> **ПРЕДОСТАВЛЕННЫЙ ТЕКСТ**:
········
Галина Соколова, матушка покойного протоиерея Федора Соколова, о своих родителях

Фото Юлии Маковейчук
Фото Юлии Маковейчук

Моя мама всегда меня учила добру. У нас была большая семья — только детей было 10 человек, жили мы бедно. Но мама всегда делилась даже последним. Бывало, зарежем свинью, мама отрежет кусок сала или мяса и говорит мне: «Неси таким-то людям, они беднее нас, им нужно помогать». Это была слепая пара, которая жила у нас в деревне, в Белоруссии. Мама учила делиться тем, что у тебя есть. Наш дом был всегда открыт — почти каждый вечер к нам приходили гости или соседи, и мама их угощала.

Воспоминания о родителях у меня всегда связаны с добрым отношением к людям. Это был живой пример для подражания, личный пример для детей. Мама всегда говорила, что с соседями нужно жить в мире. Никто ни одного раза с ней не поссорился в округе. Бывало так: в своем огороде мы заканчиваем работу, и, если мама видела, что у соседей еще не все сделано, она посылала нас помочь.

roditeli-sokolovoi
Вера Андреевна и Филипп Минович, родители матушки Галины Соколовой

Папу уважали все мужчины деревни. Всегда приходили к нему за советом по разным хозяйским вопросам. Мужики любили вечером собраться возле магазина, поговорить или выпить. Отец же выходил к ним только один раз в году — на Пасху. И то только для того, чтобы побить крашеные яйца и всех поздравить. И когда он появлялся, все мужчины снимали перед ним головные уборы и только тогда с ним здоровались. Отец никогда не сидел без дела и все время занимался собственным хозяйством, с которого мы и кормились, его за это очень уважали. Когда отца отпевал покойный протоиерей Федор Соколов, то сказал о нем так: «Он сполна исполнил заповедь Господа в поте лица своего добывать хлеб».
········
(Записи из источника данных)
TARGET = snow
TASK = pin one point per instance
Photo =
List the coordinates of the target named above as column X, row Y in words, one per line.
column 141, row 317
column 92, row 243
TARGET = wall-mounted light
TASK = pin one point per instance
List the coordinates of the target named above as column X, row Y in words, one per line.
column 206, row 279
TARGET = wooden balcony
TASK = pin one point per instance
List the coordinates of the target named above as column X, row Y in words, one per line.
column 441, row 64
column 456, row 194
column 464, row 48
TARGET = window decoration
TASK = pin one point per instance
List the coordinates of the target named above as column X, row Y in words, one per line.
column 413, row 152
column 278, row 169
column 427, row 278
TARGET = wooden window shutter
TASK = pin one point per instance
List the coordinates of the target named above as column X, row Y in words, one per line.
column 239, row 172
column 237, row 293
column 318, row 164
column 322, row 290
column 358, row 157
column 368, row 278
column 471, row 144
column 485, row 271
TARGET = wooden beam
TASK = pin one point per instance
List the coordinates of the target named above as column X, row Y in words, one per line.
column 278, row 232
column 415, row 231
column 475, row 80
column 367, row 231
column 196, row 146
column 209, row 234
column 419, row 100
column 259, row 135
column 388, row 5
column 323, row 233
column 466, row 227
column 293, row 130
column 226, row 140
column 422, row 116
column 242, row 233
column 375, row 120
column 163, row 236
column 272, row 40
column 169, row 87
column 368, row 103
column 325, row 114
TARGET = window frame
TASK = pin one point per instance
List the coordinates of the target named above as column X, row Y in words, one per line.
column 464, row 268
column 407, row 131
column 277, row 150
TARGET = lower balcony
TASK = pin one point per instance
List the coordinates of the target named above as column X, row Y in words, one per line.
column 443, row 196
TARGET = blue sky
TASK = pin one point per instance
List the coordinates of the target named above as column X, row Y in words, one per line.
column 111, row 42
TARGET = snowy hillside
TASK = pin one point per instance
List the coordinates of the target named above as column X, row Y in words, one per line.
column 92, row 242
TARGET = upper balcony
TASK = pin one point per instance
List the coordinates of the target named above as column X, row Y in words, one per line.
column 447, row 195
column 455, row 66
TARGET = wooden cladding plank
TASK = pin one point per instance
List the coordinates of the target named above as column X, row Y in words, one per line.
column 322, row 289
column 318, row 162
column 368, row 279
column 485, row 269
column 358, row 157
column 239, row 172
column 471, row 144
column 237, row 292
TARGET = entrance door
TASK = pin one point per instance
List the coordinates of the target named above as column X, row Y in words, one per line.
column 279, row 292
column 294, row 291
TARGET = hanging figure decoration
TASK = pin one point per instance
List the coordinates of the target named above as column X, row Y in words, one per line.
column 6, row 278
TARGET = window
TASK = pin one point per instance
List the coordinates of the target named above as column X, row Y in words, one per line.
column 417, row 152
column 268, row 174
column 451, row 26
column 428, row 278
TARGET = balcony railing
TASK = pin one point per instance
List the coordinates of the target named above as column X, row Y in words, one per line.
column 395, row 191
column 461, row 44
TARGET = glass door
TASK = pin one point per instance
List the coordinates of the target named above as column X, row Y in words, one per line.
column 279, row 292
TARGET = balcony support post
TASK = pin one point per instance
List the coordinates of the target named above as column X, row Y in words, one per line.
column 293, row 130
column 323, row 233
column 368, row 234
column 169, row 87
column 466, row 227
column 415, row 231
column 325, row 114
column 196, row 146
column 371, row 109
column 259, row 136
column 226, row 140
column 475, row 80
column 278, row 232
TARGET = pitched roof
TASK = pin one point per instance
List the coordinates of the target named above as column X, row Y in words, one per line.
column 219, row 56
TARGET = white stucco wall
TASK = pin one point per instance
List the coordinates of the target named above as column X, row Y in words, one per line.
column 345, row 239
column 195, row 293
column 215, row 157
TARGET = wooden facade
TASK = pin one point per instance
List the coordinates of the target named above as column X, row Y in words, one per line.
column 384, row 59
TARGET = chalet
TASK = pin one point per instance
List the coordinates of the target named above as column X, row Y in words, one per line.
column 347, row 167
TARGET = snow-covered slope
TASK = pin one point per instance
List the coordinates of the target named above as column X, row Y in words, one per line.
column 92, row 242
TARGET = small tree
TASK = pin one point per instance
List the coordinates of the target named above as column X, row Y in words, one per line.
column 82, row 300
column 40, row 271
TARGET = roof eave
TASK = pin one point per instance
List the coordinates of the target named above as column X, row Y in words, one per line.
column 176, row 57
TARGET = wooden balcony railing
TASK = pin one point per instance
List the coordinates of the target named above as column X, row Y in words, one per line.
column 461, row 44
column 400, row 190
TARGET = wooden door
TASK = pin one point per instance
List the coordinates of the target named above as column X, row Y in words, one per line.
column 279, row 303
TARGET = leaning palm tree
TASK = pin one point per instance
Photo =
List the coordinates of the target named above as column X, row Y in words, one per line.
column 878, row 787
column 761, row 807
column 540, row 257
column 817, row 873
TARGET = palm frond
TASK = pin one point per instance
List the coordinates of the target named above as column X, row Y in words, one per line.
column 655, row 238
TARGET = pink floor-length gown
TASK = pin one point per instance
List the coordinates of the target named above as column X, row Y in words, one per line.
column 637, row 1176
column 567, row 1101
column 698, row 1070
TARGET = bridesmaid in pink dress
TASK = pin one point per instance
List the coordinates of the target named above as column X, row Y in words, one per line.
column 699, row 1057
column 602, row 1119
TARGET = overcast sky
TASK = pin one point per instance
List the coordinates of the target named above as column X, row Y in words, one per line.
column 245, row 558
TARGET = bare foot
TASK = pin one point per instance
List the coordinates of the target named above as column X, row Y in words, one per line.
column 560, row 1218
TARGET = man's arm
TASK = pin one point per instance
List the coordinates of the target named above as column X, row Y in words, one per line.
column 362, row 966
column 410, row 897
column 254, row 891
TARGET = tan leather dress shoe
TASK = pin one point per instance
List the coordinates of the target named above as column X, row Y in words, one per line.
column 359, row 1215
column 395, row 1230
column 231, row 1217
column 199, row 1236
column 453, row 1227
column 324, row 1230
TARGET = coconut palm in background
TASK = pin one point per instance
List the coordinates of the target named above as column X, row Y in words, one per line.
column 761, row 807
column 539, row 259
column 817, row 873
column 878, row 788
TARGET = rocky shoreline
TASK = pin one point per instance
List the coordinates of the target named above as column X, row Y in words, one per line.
········
> **ЗАДАНИЯ**:
1) Перепишите дословно фрагмент воспоминаний о родителях от слов «Воспоминания о родителях» до слов «посылала нас помочь.» включительно.
2) Представьте в виде JSON-списка строки исходных данных: от строки, содержащей «TARGET = rocky shoreline», до конца данных включительно. Каждой строке соответствует одно значение в списке, пустые строки пропустите.

> **ОТВЕТЫ К УПРАЖНЕНИЮ**:
1)
Воспоминания о родителях у меня всегда связаны с добрым отношением к людям. Это был живой пример для подражания, личный пример для детей. Мама всегда говорила, что с соседями нужно жить в мире. Никто ни одного раза с ней не поссорился в округе. Бывало так: в своем огороде мы заканчиваем работу, и, если мама видела, что у соседей еще не все сделано, она посылала нас помочь.

2)
[
  "TARGET = rocky shoreline",
  "TASK = pin one point per instance",
  "List the coordinates of the target named above as column X, row Y in words, one per line."
]